> **Tarefas a realizar**:
• A. Segundo o texto sobre soberania, quantos Estados a União Europeia contempla?
• B. Transcreva do texto sobre soberania o trecho que vai de "A nacionalidade é" até "no poder supremo.".

> **Texto fornecido**:
──────
A nacionalidade é aqui entendida, como o vínculo jurídico e político que une o cidadão a um determinado Estado. Durante muito tempo a livre expressão cultural esteve subjugada aos interesses políticos e sociais dos soberanos que, através do estabelecimento de um ordenamento jurídico único, de natureza constitucional, impunham os valores culturais que deveriam ser seguidos pelos súditos do Estado. Era o período em que o conceito de soberania era entendido com base no poder supremo.
Com o decorrer da história, a eclosão das duas grandes guerras mundiais, o período do socialismo e da própria Guerra Fria, o seu término na década de 90, o advento do desenvolvimento tecnológico, o florescimento do comércio internacional e a própria formação dos blocos econômicos, o conceito de soberania é relativizado. Com a relativização do conceito de soberania surge a possibilidade de os indivíduos manifestarem os seus valores culturais, notadamente porque, nos dias de hoje, vivemos em uma sociedade pluralista. A referida sociedade pluralista é representada, neste artigo, na União Europeia, que contempla vinte e sete Estados em um espaço supranacional, com idiomas e cultura diversa.
──────
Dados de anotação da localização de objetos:
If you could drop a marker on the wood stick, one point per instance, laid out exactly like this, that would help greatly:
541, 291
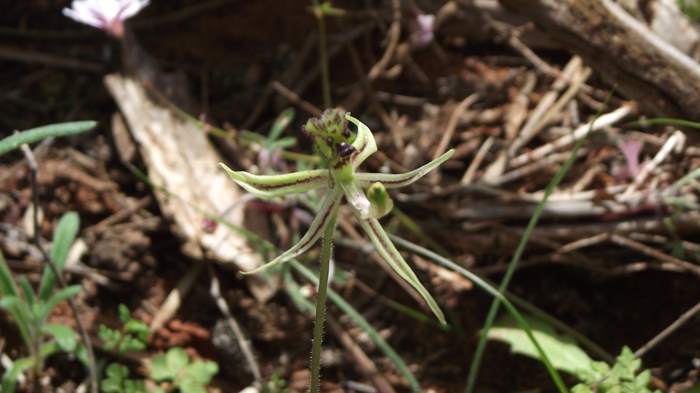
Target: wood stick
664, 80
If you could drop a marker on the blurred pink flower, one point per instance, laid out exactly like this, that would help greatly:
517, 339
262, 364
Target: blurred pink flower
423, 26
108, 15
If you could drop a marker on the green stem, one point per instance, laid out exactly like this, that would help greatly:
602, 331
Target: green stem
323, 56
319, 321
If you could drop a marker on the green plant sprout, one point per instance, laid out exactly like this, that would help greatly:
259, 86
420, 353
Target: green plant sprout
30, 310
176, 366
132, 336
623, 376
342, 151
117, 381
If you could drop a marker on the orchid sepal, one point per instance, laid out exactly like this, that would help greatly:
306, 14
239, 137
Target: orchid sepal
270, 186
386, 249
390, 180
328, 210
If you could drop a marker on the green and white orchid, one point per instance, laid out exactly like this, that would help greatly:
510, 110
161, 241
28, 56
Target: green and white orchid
──────
> **Respostas do exercício**:
• A. Vinte e sete Estados.

• B.
A nacionalidade é aqui entendida, como o vínculo jurídico e político que une o cidadão a um determinado Estado. Durante muito tempo a livre expressão cultural esteve subjugada aos interesses políticos e sociais dos soberanos que, através do estabelecimento de um ordenamento jurídico único, de natureza constitucional, impunham os valores culturais que deveriam ser seguidos pelos súditos do Estado. Era o período em que o conceito de soberania era entendido com base no poder supremo.